▶ **WRITTEN PROBLEM A**
Reproduce the passage on Reinhard Gehlen word for word, from "Major General Reinhard" through "on CIA’s payroll.", with both ends included.
━━━━━ SELECTED TEXT ━━━━━
Major General Reinhard Gehlen was the brutal spymaster who headed Hitler’s Intelligence operations in the Eastern Front where he organized guerrilla units made up of right-wing groups of anti-Soviet Ukrainians and other Slavic nationalists to fight the Soviets. He was also responsible for torturous interrogation of Soviet prisoners of war; Gehlen and his agents had committed some of the most notorious crimes of the war: they murdered, tortured, executed, or starved some four million Soviet prisoners. Gehlen met with Bill Donovan and Allen Dulles and they were duly impressed with his expertise; they hired him as head of U.S. anti-Communist intelligence stationed in West Germany. Gehlen brought with him his network of former Nazi intelligence agents, and hired former Gestapo, SS or SD members putting them on CIA’s payroll.
━━━━━
▶ **WRITTEN PROBLEM B**
Recast the listing, from its first line through the line holding "(1059, 658)", inclusive, as a JSON list of strings with one string per line. Omit blank lines.
━━━━━ PROVIDED DATA ━━━━━
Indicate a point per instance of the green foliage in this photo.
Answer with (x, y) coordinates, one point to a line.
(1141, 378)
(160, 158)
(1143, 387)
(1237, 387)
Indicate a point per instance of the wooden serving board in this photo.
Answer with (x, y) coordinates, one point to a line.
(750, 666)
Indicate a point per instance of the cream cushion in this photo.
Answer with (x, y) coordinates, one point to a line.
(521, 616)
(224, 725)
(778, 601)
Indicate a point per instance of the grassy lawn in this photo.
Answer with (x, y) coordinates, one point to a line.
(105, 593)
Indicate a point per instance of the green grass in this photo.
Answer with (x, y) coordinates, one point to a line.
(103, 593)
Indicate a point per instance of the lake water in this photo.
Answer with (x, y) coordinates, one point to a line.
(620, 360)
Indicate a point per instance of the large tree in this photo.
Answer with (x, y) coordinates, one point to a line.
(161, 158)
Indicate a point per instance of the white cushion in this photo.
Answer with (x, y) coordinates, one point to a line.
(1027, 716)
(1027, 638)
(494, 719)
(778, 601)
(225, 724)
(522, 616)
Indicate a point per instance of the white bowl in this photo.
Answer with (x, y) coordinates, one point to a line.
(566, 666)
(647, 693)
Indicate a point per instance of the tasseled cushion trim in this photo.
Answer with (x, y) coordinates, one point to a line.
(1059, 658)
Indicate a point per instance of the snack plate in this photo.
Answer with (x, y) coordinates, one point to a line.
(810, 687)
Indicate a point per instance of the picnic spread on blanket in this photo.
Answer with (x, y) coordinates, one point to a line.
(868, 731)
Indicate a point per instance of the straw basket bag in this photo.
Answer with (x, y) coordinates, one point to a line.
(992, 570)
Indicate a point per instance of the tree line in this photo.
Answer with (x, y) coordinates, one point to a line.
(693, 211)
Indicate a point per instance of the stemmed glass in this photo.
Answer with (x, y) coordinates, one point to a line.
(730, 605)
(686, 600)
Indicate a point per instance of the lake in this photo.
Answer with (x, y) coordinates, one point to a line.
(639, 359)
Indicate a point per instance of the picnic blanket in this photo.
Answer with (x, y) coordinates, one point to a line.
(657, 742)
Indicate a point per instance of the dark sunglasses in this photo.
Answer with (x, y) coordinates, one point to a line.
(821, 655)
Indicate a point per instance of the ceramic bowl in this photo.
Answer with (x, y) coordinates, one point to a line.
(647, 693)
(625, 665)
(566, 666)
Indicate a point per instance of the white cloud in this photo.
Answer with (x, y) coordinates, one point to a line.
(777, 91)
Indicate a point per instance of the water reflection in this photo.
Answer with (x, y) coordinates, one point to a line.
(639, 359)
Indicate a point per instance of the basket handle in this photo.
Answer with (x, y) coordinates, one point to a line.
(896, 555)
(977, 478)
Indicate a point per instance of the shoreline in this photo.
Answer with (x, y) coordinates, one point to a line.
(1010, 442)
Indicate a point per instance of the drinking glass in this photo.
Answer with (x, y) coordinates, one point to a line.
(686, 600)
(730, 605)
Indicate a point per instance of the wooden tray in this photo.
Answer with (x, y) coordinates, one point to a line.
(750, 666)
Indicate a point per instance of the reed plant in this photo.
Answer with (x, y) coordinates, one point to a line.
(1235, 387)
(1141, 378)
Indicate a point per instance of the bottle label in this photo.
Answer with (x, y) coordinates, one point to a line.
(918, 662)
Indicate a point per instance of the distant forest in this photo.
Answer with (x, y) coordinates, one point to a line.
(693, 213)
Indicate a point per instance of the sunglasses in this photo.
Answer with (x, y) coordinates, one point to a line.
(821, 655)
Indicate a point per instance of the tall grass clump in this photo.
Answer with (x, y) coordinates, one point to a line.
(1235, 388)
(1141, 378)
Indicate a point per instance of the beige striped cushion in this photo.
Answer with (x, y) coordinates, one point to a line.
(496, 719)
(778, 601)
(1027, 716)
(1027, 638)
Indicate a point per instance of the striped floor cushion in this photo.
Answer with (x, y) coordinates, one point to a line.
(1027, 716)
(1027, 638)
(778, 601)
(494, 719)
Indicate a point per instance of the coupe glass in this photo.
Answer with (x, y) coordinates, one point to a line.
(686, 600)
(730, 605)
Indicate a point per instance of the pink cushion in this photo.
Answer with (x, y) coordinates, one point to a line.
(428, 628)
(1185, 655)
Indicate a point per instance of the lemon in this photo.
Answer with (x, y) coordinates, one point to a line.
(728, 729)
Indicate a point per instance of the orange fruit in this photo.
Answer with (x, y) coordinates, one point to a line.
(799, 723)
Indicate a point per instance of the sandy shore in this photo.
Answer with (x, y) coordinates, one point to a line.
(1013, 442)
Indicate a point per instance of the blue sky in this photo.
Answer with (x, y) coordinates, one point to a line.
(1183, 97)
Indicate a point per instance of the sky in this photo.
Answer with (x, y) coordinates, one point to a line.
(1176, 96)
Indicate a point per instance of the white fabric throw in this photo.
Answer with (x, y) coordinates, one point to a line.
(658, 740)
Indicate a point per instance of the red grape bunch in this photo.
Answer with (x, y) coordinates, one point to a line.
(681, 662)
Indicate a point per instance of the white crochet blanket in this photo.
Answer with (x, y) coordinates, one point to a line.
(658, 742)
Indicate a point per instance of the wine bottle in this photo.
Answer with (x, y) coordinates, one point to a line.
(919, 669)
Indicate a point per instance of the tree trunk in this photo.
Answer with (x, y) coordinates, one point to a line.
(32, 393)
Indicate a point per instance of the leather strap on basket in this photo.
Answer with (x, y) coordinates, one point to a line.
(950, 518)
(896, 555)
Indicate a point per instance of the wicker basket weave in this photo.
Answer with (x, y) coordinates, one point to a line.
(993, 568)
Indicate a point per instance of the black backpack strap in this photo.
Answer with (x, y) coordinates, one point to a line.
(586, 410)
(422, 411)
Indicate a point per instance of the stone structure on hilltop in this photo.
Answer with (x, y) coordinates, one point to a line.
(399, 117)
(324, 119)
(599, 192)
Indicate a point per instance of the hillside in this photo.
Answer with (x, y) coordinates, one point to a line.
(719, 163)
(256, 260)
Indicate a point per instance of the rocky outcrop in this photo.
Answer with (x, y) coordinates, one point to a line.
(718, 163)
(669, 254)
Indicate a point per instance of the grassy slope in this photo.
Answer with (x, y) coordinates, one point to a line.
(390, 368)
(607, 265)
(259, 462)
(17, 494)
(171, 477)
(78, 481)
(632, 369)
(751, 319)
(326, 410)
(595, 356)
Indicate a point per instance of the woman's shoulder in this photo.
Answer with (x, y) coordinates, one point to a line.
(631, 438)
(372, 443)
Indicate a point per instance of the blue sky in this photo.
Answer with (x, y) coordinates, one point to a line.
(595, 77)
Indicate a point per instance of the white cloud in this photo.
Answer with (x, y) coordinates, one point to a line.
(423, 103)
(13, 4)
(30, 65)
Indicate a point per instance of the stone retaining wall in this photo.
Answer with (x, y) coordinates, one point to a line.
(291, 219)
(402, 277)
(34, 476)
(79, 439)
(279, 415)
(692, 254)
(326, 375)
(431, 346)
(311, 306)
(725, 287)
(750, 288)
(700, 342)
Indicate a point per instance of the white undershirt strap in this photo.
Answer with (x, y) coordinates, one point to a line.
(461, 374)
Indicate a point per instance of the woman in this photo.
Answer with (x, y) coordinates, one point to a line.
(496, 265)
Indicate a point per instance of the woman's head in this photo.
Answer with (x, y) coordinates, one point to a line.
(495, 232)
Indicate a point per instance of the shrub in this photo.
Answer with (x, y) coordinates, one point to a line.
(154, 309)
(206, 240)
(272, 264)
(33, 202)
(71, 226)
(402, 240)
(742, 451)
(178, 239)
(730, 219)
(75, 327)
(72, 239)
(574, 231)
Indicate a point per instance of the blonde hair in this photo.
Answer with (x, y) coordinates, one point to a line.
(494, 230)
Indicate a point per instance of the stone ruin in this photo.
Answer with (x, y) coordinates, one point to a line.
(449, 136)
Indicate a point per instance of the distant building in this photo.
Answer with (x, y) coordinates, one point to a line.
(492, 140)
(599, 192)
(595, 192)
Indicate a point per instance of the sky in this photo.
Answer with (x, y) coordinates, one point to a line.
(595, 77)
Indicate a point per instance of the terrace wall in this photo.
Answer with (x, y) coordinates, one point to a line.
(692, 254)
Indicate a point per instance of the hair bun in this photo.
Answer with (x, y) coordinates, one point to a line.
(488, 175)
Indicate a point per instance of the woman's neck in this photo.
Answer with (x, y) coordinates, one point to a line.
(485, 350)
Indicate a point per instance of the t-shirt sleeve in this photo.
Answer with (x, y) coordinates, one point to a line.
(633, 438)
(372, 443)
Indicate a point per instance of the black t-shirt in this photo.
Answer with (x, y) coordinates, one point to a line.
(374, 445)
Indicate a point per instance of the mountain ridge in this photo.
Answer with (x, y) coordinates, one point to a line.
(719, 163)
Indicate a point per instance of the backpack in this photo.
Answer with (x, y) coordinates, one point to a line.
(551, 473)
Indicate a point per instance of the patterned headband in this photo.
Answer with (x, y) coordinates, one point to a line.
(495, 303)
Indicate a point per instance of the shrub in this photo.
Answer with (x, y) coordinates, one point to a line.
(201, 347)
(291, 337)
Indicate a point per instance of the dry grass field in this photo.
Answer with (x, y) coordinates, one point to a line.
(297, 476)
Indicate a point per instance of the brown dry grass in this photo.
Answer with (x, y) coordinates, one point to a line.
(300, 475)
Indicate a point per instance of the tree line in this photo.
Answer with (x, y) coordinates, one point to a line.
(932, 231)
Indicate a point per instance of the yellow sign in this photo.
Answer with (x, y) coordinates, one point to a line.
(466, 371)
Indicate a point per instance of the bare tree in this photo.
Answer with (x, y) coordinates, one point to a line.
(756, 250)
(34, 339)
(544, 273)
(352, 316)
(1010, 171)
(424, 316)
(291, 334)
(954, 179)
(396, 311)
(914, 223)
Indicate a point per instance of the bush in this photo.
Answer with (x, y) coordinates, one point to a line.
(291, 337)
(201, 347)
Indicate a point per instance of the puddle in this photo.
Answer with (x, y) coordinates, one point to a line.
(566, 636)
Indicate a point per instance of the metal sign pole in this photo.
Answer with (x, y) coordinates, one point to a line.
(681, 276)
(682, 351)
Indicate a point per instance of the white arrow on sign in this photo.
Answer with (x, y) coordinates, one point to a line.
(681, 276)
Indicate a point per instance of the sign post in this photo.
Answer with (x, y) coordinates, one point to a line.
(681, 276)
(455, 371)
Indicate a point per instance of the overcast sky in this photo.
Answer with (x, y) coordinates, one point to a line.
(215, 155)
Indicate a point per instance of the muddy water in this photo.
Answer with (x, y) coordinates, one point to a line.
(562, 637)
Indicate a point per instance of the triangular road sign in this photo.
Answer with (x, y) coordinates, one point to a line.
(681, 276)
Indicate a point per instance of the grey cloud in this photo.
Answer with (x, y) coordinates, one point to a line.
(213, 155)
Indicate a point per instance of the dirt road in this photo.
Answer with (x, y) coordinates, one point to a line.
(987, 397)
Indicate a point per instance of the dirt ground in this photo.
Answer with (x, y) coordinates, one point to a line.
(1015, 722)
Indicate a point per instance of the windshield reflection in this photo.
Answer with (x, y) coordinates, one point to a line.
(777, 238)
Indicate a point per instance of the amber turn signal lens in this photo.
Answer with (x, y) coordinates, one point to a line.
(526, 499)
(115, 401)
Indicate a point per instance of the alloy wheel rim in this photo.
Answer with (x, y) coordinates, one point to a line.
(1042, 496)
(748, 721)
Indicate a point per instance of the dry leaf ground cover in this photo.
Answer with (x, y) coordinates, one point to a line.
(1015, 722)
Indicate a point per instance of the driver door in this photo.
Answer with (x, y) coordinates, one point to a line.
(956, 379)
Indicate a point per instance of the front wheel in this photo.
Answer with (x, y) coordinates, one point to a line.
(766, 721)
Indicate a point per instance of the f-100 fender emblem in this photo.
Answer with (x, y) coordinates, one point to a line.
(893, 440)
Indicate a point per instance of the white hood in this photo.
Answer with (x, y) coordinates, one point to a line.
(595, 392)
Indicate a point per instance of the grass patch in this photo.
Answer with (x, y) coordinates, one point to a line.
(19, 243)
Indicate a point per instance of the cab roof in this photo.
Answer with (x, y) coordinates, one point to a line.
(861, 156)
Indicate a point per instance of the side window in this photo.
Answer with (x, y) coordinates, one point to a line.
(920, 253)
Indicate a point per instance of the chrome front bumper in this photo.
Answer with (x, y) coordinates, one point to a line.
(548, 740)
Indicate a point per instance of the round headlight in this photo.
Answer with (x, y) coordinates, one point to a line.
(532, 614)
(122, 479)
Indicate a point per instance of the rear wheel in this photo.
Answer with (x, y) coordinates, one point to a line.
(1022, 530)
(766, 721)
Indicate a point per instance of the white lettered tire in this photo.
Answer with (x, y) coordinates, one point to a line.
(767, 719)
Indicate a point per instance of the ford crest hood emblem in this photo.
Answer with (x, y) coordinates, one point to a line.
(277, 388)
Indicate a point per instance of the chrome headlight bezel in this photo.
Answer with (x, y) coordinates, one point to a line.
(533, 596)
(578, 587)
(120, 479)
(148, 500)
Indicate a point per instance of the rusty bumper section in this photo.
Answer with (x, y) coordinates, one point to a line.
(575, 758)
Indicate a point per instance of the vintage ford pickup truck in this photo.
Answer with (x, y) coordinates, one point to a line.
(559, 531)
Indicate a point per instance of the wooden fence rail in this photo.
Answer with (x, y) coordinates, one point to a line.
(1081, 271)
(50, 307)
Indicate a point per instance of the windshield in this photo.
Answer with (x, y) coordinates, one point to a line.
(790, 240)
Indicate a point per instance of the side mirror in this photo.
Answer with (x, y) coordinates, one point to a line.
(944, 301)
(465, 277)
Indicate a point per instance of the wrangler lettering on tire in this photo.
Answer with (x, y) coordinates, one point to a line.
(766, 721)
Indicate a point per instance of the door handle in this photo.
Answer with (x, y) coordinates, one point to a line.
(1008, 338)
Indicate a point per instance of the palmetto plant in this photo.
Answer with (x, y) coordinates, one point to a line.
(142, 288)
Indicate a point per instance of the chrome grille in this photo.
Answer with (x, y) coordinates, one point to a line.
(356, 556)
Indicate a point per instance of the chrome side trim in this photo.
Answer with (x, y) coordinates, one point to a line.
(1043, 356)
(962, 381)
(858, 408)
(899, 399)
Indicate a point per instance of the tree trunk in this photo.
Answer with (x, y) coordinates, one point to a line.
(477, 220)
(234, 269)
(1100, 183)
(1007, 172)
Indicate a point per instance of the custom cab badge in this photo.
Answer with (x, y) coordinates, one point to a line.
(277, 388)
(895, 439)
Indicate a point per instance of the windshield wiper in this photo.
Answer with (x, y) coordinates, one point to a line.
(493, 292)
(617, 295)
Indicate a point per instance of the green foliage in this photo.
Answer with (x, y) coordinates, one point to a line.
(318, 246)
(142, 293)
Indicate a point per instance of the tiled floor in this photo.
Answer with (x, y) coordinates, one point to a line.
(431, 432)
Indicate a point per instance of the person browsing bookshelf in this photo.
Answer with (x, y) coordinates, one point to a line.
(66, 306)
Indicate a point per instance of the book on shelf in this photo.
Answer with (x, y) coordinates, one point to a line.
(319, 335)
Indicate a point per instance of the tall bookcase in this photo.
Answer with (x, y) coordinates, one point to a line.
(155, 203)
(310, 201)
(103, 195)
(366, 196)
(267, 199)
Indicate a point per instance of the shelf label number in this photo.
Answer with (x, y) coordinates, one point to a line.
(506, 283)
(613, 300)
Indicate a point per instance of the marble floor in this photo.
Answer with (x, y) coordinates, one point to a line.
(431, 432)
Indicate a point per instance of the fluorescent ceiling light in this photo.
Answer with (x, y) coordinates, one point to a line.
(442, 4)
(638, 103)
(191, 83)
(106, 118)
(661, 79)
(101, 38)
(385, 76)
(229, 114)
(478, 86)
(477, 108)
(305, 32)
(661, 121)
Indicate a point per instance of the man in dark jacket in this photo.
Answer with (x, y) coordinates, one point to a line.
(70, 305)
━━━━━
▶ **COMPLETE OUTPUT A**
Major General Reinhard Gehlen was the brutal spymaster who headed Hitler’s Intelligence operations in the Eastern Front where he organized guerrilla units made up of right-wing groups of anti-Soviet Ukrainians and other Slavic nationalists to fight the Soviets. He was also responsible for torturous interrogation of Soviet prisoners of war; Gehlen and his agents had committed some of the most notorious crimes of the war: they murdered, tortured, executed, or starved some four million Soviet prisoners. Gehlen met with Bill Donovan and Allen Dulles and they were duly impressed with his expertise; they hired him as head of U.S. anti-Communist intelligence stationed in West Germany. Gehlen brought with him his network of former Nazi intelligence agents, and hired former Gestapo, SS or SD members putting them on CIA’s payroll.

▶ **COMPLETE OUTPUT B**
[
  "Indicate a point per instance of the green foliage in this photo.",
  "Answer with (x, y) coordinates, one point to a line.",
  "(1141, 378)",
  "(160, 158)",
  "(1143, 387)",
  "(1237, 387)",
  "Indicate a point per instance of the wooden serving board in this photo.",
  "Answer with (x, y) coordinates, one point to a line.",
  "(750, 666)",
  "Indicate a point per instance of the cream cushion in this photo.",
  "Answer with (x, y) coordinates, one point to a line.",
  "(521, 616)",
  "(224, 725)",
  "(778, 601)",
  "Indicate a point per instance of the grassy lawn in this photo.",
  "Answer with (x, y) coordinates, one point to a line.",
  "(105, 593)",
  "Indicate a point per instance of the green grass in this photo.",
  "Answer with (x, y) coordinates, one point to a line.",
  "(103, 593)",
  "Indicate a point per instance of the lake water in this photo.",
  "Answer with (x, y) coordinates, one point to a line.",
  "(620, 360)",
  "Indicate a point per instance of the large tree in this photo.",
  "Answer with (x, y) coordinates, one point to a line.",
  "(161, 158)",
  "Indicate a point per instance of the white cushion in this photo.",
  "Answer with (x, y) coordinates, one point to a line.",
  "(1027, 716)",
  "(1027, 638)",
  "(494, 719)",
  "(778, 601)",
  "(225, 724)",
  "(522, 616)",
  "Indicate a point per instance of the white bowl in this photo.",
  "Answer with (x, y) coordinates, one point to a line.",
  "(566, 666)",
  "(647, 693)",
  "Indicate a point per instance of the tasseled cushion trim in this photo.",
  "Answer with (x, y) coordinates, one point to a line.",
  "(1059, 658)"
]